* [What the task asks]: Turn every line of the records below into a Markdown table with a "No." column for the row number and a "Line" column for the line itself, skipping blank lines. Leave the pictures out of your table.

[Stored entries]
·····

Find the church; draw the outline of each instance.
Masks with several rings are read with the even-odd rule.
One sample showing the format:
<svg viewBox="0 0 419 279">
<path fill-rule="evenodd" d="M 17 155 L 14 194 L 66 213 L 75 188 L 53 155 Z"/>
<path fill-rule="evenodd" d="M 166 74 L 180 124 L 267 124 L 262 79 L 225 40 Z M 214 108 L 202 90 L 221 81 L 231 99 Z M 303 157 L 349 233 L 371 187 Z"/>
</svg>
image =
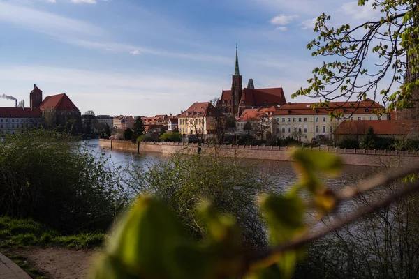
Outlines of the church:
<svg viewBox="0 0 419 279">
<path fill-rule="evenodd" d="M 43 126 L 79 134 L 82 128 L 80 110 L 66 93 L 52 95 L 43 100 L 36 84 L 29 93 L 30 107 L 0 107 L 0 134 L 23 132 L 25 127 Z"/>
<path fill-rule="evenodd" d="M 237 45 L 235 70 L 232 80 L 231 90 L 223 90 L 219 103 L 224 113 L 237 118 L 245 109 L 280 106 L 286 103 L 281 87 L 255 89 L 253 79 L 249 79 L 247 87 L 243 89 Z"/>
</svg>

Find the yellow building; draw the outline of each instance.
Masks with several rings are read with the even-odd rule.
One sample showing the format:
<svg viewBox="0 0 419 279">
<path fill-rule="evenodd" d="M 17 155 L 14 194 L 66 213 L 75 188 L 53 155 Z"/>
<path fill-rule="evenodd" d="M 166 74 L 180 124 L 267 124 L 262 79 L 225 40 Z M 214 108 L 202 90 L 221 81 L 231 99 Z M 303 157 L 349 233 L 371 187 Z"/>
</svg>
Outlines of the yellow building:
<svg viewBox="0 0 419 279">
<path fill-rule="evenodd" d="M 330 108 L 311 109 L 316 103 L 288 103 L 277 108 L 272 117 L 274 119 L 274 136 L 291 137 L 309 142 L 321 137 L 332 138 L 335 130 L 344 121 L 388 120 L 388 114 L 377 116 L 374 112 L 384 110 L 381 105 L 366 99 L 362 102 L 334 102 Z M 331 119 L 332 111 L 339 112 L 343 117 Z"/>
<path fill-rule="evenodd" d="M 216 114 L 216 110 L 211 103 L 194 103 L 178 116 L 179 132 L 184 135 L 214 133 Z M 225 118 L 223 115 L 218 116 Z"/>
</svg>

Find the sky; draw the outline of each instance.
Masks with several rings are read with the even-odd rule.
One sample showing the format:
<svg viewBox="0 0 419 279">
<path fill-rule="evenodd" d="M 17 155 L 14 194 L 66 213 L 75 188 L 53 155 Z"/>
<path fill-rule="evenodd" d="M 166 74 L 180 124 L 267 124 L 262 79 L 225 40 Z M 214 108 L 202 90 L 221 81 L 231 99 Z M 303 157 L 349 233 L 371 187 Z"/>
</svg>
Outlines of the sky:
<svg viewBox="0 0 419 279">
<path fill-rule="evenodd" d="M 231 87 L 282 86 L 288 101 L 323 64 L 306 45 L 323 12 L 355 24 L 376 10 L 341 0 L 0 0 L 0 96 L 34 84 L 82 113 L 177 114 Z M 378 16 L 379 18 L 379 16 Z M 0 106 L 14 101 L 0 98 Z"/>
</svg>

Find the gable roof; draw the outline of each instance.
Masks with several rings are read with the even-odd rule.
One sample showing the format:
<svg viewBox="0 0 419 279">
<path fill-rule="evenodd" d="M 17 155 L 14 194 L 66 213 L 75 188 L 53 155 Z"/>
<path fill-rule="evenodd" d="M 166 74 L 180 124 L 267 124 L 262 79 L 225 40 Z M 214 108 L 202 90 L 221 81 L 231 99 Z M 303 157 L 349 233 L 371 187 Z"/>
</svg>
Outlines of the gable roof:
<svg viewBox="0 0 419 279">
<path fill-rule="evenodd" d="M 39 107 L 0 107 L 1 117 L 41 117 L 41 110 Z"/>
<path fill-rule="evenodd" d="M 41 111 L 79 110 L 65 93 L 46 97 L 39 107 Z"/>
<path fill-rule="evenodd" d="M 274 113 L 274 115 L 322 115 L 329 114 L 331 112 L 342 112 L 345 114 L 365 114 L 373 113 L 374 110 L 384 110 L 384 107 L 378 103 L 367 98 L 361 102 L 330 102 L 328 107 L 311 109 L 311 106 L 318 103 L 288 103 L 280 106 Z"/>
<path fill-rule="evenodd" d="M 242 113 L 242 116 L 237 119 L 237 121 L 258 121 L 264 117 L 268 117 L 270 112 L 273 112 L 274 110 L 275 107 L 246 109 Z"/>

·····

* [Answer for the task]:
| No. | Line |
|---|---|
| 1 | Find the church; draw the outline of each instance. |
| 2 | Masks with several rings are read with the even-odd rule. |
| 3 | One sample showing the format: |
| 4 | <svg viewBox="0 0 419 279"> |
| 5 | <path fill-rule="evenodd" d="M 17 155 L 14 194 L 66 213 L 75 188 L 53 155 Z"/> |
| 6 | <path fill-rule="evenodd" d="M 166 74 L 180 124 L 267 124 L 262 79 L 225 40 Z M 214 108 L 202 90 L 221 81 L 231 99 Z M 303 157 L 349 233 L 371 187 Z"/> |
| 7 | </svg> |
| 8 | image = |
| 9 | Outlines of the church: |
| 10 | <svg viewBox="0 0 419 279"> |
| 11 | <path fill-rule="evenodd" d="M 43 126 L 79 134 L 82 128 L 80 110 L 66 93 L 52 95 L 43 100 L 36 84 L 29 93 L 30 107 L 0 107 L 0 134 L 23 132 L 25 127 Z"/> |
| 12 | <path fill-rule="evenodd" d="M 237 45 L 235 70 L 232 80 L 231 90 L 223 90 L 219 103 L 224 113 L 237 118 L 245 109 L 280 106 L 286 103 L 281 87 L 255 89 L 253 79 L 249 79 L 247 87 L 243 89 Z"/> |
| 13 | </svg> |
| 14 | Find the yellow building; draw the outline of each instance. |
| 15 | Masks with several rings are read with the even-odd rule. |
| 16 | One sample showing the format: |
| 17 | <svg viewBox="0 0 419 279"> |
| 18 | <path fill-rule="evenodd" d="M 17 155 L 14 194 L 66 213 L 75 188 L 53 155 Z"/> |
| 19 | <path fill-rule="evenodd" d="M 166 74 L 180 124 L 267 124 L 262 79 L 225 40 Z M 214 108 L 202 90 L 221 81 L 231 99 Z M 303 157 L 349 233 L 371 187 Z"/> |
| 20 | </svg> |
| 21 | Outlines of the yellow building: |
| 22 | <svg viewBox="0 0 419 279"> |
| 23 | <path fill-rule="evenodd" d="M 330 108 L 311 109 L 316 103 L 288 103 L 277 108 L 272 117 L 274 119 L 274 136 L 291 137 L 309 142 L 321 137 L 332 138 L 335 130 L 344 121 L 388 120 L 388 114 L 377 116 L 374 112 L 384 110 L 381 105 L 366 99 L 362 102 L 334 102 Z M 331 119 L 332 111 L 339 112 L 343 117 Z"/> |
| 24 | <path fill-rule="evenodd" d="M 216 114 L 216 110 L 211 103 L 194 103 L 178 116 L 179 132 L 184 135 L 214 133 Z M 225 118 L 223 115 L 218 116 Z"/> |
| 25 | </svg> |
| 26 | Find the sky; draw the outline of each instance. |
| 27 | Masks with several rings are read with the even-odd rule. |
| 28 | One sample showing the format: |
| 29 | <svg viewBox="0 0 419 279"> |
| 30 | <path fill-rule="evenodd" d="M 17 155 L 14 194 L 66 213 L 75 188 L 53 155 Z"/> |
| 31 | <path fill-rule="evenodd" d="M 166 74 L 180 124 L 267 124 L 262 79 L 225 40 Z M 214 108 L 202 90 L 221 81 L 231 99 Z M 303 157 L 349 233 L 371 187 Z"/> |
| 32 | </svg> |
| 33 | Outlines of the sky: |
| 34 | <svg viewBox="0 0 419 279"> |
| 35 | <path fill-rule="evenodd" d="M 231 87 L 282 86 L 288 101 L 323 64 L 306 45 L 323 12 L 355 24 L 376 10 L 341 0 L 0 0 L 0 96 L 34 84 L 82 113 L 177 114 Z M 378 16 L 379 18 L 379 16 Z M 0 106 L 14 101 L 0 98 Z"/> |
| 36 | </svg> |
| 37 | Find the gable roof; draw the outline of each instance. |
| 38 | Masks with several rings are read with the even-odd rule. |
| 39 | One sample showing the format: |
| 40 | <svg viewBox="0 0 419 279"> |
| 41 | <path fill-rule="evenodd" d="M 17 155 L 14 194 L 66 213 L 75 188 L 53 155 Z"/> |
| 42 | <path fill-rule="evenodd" d="M 166 74 L 180 124 L 267 124 L 262 79 L 225 40 Z M 214 108 L 202 90 L 221 81 L 231 99 Z M 303 157 L 349 233 L 371 187 Z"/> |
| 43 | </svg> |
| 44 | Outlines of the gable roof: |
| 45 | <svg viewBox="0 0 419 279"> |
| 46 | <path fill-rule="evenodd" d="M 39 107 L 0 107 L 1 117 L 41 117 L 41 110 Z"/> |
| 47 | <path fill-rule="evenodd" d="M 41 111 L 79 110 L 65 93 L 46 97 L 39 107 Z"/> |
| 48 | <path fill-rule="evenodd" d="M 274 113 L 274 115 L 322 115 L 329 114 L 331 112 L 342 112 L 345 114 L 365 114 L 373 113 L 374 110 L 384 110 L 384 107 L 378 103 L 367 98 L 361 102 L 330 102 L 328 107 L 311 109 L 311 106 L 318 103 L 288 103 L 280 106 Z"/> |
| 49 | <path fill-rule="evenodd" d="M 242 113 L 242 116 L 237 119 L 237 121 L 258 121 L 264 117 L 268 117 L 270 112 L 273 112 L 274 110 L 275 107 L 246 109 Z"/> |